=== Raw records ===

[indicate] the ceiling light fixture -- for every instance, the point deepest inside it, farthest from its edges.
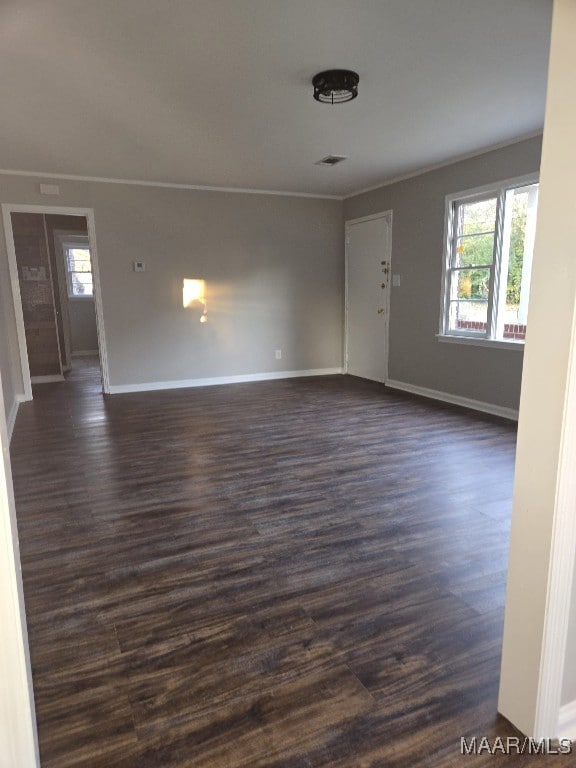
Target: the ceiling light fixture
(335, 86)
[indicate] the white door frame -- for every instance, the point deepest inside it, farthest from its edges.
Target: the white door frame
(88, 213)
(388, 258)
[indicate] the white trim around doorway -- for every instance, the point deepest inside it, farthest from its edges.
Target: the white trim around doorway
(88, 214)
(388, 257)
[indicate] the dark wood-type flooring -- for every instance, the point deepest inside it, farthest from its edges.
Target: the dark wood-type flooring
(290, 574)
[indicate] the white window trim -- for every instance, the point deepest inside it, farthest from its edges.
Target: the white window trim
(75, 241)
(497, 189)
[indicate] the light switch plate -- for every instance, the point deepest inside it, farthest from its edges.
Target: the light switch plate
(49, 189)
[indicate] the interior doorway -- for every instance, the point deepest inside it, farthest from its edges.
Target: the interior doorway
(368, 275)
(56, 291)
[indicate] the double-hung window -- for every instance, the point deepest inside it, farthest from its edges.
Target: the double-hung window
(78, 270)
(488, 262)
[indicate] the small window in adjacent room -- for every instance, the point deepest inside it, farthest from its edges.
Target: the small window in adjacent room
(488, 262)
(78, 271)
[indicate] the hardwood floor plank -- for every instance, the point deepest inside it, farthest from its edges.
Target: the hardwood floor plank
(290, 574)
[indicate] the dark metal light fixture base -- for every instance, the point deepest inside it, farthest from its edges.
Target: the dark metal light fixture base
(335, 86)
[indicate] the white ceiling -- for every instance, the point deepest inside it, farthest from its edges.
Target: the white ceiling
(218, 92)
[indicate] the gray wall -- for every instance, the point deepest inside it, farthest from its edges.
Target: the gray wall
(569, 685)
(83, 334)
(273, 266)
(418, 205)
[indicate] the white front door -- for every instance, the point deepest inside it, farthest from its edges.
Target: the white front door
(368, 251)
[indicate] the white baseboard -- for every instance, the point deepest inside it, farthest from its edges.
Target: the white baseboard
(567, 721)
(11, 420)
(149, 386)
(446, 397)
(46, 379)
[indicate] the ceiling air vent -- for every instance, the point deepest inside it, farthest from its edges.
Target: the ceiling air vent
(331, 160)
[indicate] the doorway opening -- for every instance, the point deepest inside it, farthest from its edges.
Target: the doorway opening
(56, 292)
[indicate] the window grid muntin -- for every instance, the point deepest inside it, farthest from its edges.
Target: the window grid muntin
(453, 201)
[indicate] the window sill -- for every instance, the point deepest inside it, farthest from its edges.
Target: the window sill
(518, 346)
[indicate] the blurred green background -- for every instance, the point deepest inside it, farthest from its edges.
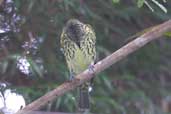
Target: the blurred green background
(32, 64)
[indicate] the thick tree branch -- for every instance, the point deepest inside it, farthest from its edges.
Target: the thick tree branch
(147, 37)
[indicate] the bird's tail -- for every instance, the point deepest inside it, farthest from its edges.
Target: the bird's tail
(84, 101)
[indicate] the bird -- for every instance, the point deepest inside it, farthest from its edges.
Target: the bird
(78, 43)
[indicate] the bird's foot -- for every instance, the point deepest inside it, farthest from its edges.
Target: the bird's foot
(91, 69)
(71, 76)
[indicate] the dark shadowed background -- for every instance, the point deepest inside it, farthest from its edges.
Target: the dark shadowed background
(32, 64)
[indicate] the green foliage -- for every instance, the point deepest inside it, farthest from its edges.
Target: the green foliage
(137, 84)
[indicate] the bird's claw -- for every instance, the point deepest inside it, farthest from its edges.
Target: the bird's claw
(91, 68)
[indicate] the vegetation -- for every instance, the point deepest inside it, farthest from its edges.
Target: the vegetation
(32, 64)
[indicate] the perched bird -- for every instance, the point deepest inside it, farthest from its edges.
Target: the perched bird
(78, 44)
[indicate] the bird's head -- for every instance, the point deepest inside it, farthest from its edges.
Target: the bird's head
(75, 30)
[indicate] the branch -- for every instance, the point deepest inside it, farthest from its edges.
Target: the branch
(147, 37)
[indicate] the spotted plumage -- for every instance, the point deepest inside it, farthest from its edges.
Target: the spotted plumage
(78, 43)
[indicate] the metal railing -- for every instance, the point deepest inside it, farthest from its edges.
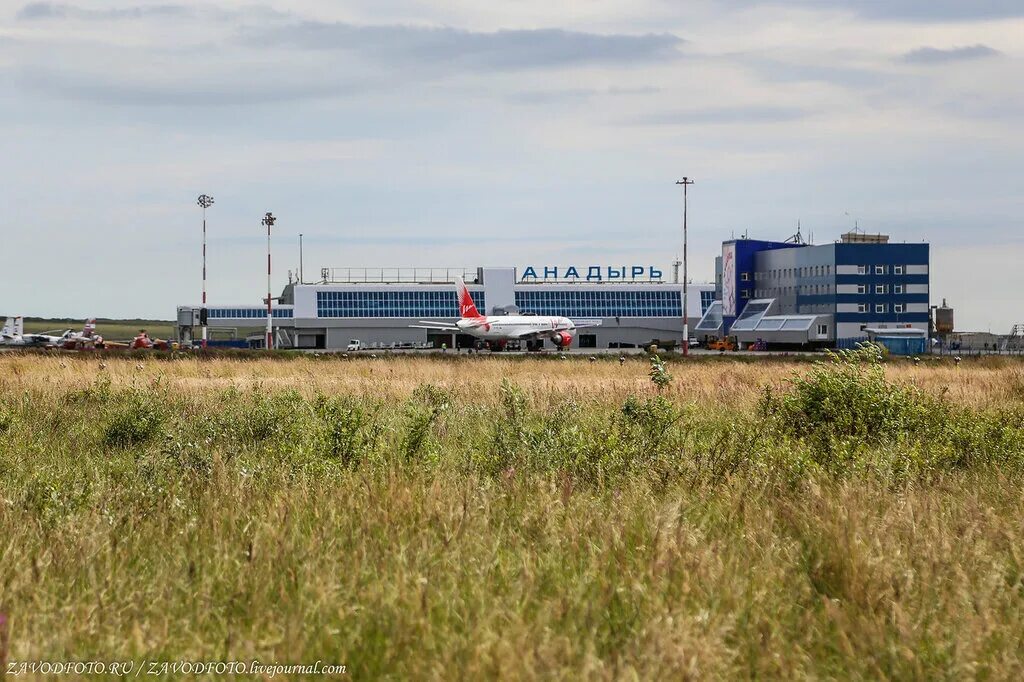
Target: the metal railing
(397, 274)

=== Task to complete ===
Write out word for word every line from the line with "[indicate] the bird's claw" through the final line of the records, both included, skipping the pictures.

=== Response ===
[indicate] the bird's claw -- for every instance, the point deepest inside it, farthest from its edges.
Target: the bird's claw
(91, 68)
[indicate] the vegetation -- for every instance, the point deepest inside it, farthest from its edges.
Target: the vegetation
(32, 64)
[indicate] the perched bird -- for every instance, the point deepest inside it, farthest from its edges.
Target: the perched bird
(78, 44)
[indicate] the bird's head -- for every instance, the point deepest inside it, farthest from its edges.
Target: the bird's head
(75, 30)
[indicate] the branch -- for every instance, the point deepest inside it, farthest from its edges.
Target: the branch
(147, 37)
[indicate] the spotted plumage -- for every instance, the point deepest inside it, farthest from its edges.
Target: the spotted plumage
(78, 43)
[indicate] the metal railing -- for every instance, the point deepest inside it, farthest from its edges.
Target: the metal railing
(397, 274)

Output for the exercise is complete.